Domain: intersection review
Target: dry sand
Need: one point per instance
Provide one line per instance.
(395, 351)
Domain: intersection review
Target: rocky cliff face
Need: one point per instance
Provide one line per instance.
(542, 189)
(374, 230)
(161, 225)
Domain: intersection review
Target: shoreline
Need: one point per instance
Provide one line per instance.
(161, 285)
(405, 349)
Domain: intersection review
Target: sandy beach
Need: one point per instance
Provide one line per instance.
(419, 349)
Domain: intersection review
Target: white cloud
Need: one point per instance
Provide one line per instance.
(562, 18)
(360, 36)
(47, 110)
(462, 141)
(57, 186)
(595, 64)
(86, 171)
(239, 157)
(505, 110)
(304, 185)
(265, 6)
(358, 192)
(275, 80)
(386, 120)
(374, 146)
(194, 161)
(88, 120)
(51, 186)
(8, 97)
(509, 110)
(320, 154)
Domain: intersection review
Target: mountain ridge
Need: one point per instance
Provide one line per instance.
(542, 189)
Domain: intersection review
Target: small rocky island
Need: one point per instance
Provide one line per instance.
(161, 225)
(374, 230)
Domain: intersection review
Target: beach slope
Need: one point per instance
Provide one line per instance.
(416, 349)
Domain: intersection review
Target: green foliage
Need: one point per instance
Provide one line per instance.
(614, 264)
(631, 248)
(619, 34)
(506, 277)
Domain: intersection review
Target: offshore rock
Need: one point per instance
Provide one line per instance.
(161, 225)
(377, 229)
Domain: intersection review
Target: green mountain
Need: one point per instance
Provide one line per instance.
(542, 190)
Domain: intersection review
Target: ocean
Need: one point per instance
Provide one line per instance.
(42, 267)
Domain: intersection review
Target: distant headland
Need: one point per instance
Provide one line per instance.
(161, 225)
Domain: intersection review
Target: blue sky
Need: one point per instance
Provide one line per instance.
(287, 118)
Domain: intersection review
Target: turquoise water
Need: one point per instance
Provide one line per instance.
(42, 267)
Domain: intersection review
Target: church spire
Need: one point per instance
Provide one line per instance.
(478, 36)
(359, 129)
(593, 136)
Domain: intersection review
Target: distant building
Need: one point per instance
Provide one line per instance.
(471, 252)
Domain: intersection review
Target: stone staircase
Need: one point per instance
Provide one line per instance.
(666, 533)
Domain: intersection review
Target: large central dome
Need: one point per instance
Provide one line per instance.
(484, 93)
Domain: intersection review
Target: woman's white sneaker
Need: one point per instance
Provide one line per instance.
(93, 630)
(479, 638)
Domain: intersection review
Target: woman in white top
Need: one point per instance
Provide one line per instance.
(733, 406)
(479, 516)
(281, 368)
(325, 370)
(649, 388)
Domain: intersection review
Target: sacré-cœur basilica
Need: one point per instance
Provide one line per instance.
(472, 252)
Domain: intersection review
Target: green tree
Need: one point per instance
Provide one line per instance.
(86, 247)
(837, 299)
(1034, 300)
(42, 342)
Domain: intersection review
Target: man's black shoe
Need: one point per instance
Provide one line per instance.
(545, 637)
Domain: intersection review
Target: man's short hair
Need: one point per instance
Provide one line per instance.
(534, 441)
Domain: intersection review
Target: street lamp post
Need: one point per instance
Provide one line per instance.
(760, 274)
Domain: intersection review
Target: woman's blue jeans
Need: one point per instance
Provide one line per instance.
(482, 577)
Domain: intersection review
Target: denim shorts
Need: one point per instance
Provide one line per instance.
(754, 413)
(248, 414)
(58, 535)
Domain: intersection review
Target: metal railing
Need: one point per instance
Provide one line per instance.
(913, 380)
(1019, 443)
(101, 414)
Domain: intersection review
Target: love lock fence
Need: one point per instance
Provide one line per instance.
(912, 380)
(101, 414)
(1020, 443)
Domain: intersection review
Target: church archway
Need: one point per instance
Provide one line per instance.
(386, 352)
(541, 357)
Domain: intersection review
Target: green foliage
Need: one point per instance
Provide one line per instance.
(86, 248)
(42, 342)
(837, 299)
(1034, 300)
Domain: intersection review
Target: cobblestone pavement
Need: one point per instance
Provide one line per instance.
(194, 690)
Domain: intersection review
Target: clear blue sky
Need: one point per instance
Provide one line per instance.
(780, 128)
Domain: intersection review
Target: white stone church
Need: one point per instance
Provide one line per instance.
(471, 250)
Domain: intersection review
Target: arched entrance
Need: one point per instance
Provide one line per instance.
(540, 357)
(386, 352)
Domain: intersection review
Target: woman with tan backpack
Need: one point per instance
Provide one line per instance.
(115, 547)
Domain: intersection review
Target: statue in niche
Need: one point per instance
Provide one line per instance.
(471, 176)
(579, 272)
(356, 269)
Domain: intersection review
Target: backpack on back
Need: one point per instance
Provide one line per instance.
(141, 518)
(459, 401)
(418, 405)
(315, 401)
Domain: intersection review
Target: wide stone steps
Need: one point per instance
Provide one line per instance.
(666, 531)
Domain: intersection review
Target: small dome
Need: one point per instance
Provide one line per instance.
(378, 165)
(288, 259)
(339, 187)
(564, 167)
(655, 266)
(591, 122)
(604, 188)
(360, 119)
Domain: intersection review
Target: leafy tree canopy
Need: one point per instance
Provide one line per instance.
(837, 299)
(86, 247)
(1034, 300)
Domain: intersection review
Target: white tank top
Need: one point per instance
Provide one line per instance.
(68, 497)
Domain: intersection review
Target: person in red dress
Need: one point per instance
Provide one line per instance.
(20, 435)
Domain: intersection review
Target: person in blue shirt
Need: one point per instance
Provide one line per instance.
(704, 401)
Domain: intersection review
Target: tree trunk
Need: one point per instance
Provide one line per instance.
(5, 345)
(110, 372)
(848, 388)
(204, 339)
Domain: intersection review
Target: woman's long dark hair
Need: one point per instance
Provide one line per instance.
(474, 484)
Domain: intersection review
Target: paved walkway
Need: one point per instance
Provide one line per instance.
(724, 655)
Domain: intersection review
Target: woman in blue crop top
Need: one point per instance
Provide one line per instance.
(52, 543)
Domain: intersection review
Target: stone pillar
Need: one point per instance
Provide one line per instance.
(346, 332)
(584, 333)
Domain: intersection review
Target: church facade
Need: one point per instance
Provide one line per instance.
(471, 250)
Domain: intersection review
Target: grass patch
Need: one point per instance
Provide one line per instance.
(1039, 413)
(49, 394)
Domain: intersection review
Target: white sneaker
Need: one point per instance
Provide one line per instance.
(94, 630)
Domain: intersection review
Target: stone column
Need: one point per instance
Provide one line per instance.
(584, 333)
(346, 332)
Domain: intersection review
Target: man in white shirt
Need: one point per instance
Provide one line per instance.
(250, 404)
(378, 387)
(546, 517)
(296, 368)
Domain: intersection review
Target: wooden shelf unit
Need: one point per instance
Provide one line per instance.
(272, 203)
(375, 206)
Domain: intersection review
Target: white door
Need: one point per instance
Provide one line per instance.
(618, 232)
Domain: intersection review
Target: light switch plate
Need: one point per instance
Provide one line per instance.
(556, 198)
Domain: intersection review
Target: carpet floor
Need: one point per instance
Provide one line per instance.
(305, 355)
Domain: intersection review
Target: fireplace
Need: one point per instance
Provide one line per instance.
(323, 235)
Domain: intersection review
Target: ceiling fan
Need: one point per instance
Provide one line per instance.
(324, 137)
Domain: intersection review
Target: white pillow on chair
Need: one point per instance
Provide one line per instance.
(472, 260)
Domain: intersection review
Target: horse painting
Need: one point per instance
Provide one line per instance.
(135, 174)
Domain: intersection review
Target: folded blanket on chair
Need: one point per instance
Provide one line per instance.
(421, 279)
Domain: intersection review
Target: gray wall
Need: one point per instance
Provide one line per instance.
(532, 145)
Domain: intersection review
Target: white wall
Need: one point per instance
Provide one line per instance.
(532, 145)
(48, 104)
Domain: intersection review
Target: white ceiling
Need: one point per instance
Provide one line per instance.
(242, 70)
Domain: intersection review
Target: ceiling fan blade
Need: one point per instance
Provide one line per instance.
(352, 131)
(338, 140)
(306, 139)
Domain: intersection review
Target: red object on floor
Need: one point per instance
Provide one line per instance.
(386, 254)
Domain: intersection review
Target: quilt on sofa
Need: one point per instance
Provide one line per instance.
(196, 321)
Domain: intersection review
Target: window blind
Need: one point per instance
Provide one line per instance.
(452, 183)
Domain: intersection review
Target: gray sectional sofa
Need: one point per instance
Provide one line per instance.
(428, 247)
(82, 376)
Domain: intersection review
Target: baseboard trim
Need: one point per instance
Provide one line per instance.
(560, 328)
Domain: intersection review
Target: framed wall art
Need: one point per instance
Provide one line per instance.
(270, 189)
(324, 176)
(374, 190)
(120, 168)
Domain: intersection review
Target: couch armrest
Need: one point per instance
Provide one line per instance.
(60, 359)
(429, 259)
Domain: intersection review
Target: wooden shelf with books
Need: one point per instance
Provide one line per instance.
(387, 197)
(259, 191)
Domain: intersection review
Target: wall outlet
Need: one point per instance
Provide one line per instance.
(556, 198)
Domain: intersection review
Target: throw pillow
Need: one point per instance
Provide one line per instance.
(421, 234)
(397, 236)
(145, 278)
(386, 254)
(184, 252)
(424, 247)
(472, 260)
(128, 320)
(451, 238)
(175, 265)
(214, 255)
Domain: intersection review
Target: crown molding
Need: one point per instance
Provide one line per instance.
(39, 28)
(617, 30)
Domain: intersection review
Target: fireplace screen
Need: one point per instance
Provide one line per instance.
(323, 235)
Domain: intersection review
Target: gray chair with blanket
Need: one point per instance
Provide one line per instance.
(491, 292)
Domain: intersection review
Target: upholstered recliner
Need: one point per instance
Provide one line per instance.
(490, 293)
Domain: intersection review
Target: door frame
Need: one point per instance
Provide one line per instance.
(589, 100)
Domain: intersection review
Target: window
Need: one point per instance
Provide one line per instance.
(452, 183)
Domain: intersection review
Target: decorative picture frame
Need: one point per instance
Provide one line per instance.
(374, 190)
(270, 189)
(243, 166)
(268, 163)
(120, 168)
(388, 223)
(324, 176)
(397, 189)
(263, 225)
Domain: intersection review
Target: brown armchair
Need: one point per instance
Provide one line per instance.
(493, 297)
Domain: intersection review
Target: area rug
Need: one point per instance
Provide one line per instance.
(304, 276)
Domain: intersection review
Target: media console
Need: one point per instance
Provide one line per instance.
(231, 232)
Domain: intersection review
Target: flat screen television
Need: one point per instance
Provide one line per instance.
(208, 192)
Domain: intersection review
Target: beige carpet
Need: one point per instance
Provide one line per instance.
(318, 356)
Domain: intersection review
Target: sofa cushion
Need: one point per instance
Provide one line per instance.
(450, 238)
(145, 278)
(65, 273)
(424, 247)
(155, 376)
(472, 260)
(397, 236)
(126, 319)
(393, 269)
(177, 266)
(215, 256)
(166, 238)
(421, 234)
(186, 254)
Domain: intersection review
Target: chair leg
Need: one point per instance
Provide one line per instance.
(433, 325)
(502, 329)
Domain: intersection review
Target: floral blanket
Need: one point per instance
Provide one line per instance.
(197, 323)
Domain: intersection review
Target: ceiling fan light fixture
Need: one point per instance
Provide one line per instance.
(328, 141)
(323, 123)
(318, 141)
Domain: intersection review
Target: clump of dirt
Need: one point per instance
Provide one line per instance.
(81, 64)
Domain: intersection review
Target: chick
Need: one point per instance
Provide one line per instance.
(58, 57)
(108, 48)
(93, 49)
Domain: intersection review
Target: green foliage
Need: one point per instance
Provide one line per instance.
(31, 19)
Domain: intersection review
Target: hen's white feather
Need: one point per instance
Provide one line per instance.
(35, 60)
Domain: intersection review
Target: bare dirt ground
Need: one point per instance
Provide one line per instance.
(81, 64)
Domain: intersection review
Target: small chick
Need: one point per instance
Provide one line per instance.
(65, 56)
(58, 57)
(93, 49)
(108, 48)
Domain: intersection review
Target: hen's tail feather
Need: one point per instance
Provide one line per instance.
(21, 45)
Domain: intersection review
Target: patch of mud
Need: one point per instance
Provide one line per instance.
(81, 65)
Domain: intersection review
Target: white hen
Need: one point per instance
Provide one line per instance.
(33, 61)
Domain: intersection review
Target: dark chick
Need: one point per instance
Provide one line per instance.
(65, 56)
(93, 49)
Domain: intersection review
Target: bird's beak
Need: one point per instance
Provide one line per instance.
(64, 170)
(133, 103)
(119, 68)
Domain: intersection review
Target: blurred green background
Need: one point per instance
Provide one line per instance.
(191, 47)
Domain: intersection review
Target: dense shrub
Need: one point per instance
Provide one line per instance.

● Required work
Output the lines of the records above exactly as they appear, from the line containing "Target: small chick" through the line containing "Target: white hen".

● Output below
Target: small chick
Need: one point per instance
Provide one line per instance.
(65, 56)
(58, 57)
(93, 49)
(108, 48)
Domain: intersection review
Target: hen's tail feather
Need: one point per instance
Provide one line per instance.
(21, 45)
Domain: intersection review
Target: patch of mud
Need: one point per instance
Provide one line per instance.
(81, 65)
Domain: intersection review
Target: white hen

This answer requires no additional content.